_ABOUT THIS TASK_
Would you write out the entries below word for word, omitting the pictures?

_TASK INPUT_
————————
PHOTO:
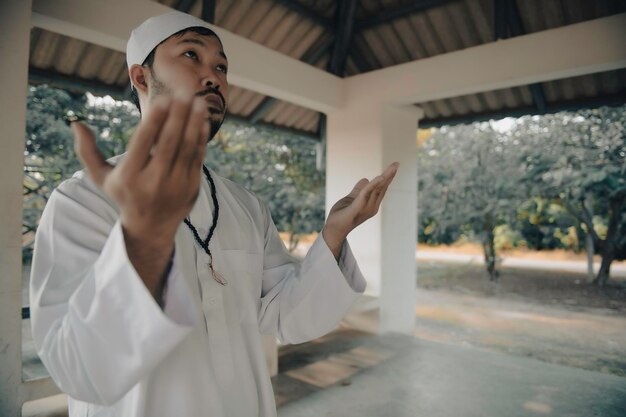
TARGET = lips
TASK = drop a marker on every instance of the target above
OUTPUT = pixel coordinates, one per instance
(215, 100)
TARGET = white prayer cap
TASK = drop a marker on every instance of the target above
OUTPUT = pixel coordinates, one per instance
————————
_ANSWER SPACE_
PHOTO:
TARGET = lips
TASK = drop a marker on every instance of the target above
OUTPUT = pixel coordinates, one per instance
(215, 100)
TARGET = white prayer cap
TASK = drop a marker on every instance of the target above
OUTPUT = pixel coordinates, one per instance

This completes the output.